[START OF Material provided]

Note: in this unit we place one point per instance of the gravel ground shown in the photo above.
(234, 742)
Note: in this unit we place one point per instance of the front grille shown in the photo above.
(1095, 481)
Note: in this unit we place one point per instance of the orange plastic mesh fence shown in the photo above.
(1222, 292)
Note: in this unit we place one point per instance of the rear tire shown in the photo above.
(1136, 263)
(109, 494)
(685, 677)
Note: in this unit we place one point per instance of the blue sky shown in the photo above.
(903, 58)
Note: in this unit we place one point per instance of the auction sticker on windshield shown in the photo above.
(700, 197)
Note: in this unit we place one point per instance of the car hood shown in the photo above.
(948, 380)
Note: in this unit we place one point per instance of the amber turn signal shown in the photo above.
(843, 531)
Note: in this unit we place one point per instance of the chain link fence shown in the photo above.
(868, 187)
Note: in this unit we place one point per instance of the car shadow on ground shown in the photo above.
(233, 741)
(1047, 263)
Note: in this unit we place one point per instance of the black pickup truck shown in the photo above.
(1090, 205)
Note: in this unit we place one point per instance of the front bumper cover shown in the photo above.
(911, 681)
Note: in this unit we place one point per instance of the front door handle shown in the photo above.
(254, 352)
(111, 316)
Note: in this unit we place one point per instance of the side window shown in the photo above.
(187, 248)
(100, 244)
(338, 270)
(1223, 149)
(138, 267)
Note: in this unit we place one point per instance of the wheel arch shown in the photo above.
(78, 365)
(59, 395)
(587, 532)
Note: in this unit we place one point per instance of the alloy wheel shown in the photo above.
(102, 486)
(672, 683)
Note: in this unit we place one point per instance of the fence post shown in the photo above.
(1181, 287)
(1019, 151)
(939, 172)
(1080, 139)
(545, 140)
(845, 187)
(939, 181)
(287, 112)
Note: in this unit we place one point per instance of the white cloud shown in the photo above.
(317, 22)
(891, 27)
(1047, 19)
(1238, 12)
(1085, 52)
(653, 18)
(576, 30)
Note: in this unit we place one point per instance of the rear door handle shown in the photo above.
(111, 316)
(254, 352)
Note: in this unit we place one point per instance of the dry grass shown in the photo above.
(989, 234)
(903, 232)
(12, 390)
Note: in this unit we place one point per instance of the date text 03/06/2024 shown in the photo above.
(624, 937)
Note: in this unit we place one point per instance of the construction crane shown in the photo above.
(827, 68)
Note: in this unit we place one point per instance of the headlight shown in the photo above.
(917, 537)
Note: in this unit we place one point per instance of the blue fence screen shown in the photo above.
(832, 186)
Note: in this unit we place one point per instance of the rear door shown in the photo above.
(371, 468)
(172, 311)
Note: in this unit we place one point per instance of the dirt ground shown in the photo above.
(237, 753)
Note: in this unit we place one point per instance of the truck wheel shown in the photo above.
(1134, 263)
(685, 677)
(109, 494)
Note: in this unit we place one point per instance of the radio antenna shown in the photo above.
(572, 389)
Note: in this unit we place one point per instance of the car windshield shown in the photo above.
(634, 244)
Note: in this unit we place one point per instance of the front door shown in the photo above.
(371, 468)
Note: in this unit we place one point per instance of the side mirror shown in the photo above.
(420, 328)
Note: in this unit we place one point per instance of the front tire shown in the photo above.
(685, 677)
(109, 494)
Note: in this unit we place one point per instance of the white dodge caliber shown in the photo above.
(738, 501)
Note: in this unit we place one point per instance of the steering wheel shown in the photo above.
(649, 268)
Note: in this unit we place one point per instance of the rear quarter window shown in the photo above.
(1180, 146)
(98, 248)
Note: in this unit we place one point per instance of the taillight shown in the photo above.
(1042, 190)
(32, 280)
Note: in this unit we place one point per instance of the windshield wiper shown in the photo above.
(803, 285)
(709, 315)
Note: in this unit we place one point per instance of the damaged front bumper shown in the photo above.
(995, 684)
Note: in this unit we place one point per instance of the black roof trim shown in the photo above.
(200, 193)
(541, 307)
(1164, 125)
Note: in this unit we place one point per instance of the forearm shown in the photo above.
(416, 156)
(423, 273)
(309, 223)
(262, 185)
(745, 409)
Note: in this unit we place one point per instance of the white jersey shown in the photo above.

[END OF Material provided]

Repeat the entire listing above word for word, with every line in its original order and nothing added or left out.

● Reply
Note: in this unit we place one point per instance of the gravel ground shown in the photo above.
(234, 742)
Note: in this unit we place one point per instance of the front grille shown in the photo above.
(1095, 481)
Note: in this unit we place one point per instance of the orange plastic mesh fence shown in the photo above.
(1222, 292)
Note: in this unit we place one point per instance of the rear tire shown in the photo above.
(1136, 263)
(109, 494)
(685, 677)
Note: in this unit we place one point per instance of the blue sky shown in the photo above.
(903, 58)
Note: in this unit we place one point per instance of the auction sticker on windshield shown in the photo above.
(700, 197)
Note: in this unit we place one point per instance of the car hood shown in the photo above.
(948, 380)
Note: in this unit we place one point per instance of the amber turn signal shown in the photo above.
(843, 531)
Note: in this unit we place one point per instance of the chain link fence shown in the photo above.
(868, 187)
Note: in this unit we place one point per instance of the car shadow on ground shown in the photo above.
(233, 741)
(1047, 263)
Note: in this unit we place one point per instance of the black pickup truck shown in the photo above.
(1090, 205)
Note: in this unit we place one point per instance of the front bumper cover shown in the photo above.
(911, 681)
Note: in this unit we place one point per instance of the front door handle shown in the photo above.
(254, 352)
(111, 316)
Note: in this unit we place one point per instance of the side window shown in the photo above.
(187, 248)
(100, 244)
(338, 270)
(1223, 149)
(138, 267)
Note: in this unit we place one point per instance of the wheel arch shown in the photo above.
(78, 365)
(59, 395)
(587, 532)
Note: in this unit we place one point per instance of the alloy wheel shown in the photo above.
(102, 486)
(672, 683)
Note: in this unit we place one point per instance of the fence post shown in the photo above.
(1181, 287)
(1019, 151)
(939, 172)
(1080, 139)
(545, 140)
(845, 187)
(939, 181)
(287, 112)
Note: in this unit we place one point per instance of the white cloud shown in the photo above.
(317, 22)
(891, 27)
(1047, 19)
(1238, 12)
(1085, 52)
(653, 18)
(576, 30)
Note: in this unit we place one point per instance of the rear door handle shown in the photo above.
(111, 316)
(254, 352)
Note: in this unit we place one point per instance of the dry grass shown in the photo above.
(989, 234)
(903, 232)
(12, 390)
Note: in this unit we place one point per instance of the date text 03/06/2024 shown in the photo above.
(624, 937)
Note: in this unit we place one point per instance of the construction crane shown in the photo above.
(827, 68)
Note: in this unit we place one point per instance of the headlight shown in the photo above.
(917, 537)
Note: in this unit we place one point per instance of the blue fence screen shown in the photo above.
(832, 186)
Note: in this unit we place one point per instance of the rear door shown in the photo above.
(371, 468)
(172, 311)
Note: in this unit we place one point per instance of the dirt ground shown in the photo above.
(237, 753)
Note: in this unit we place one point per instance of the truck wheel shown in the photo above.
(1134, 263)
(685, 677)
(109, 494)
Note: in this unit we place one point per instance of the radio antenna shown in the photo above.
(572, 389)
Note: in this unit we place one point per instance of the car windshield shown in the photo above.
(634, 244)
Note: in this unit we place one point per instance of the front door shown in the photo above.
(371, 468)
Note: in this unit we place one point per instance of the side mirror shown in the photo above.
(420, 328)
Note: in this unit we place one point per instance of the front tire shown in the photo above.
(685, 677)
(109, 494)
Note: in this unit we place one point per instance of the white dodge caliber shown in the photo above.
(738, 501)
Note: in this unit we place one point per instance of the steering wheel shown in the photo above.
(649, 268)
Note: in this unit we place one point per instance of the rear quarter window shown in the photo above.
(1180, 146)
(98, 248)
Note: in this unit we place one point per instance of the taillight shown in the photo above.
(1042, 190)
(32, 280)
Note: in this unit we place one point per instance of the windshield wiper shown in the photo above.
(803, 285)
(709, 315)
Note: in this unit we place one point per instance of the damaged front bumper shown in the photo above.
(995, 684)
Note: in this unit we place one point per instance of the black roof trim shown in the photo above.
(200, 193)
(541, 307)
(1164, 125)
Note: in this unit we place one point per instance of the forearm shown in the photo above.
(416, 156)
(423, 273)
(309, 223)
(262, 185)
(745, 409)
Note: in this unit we place one point per instance of the white jersey shown in the photo above.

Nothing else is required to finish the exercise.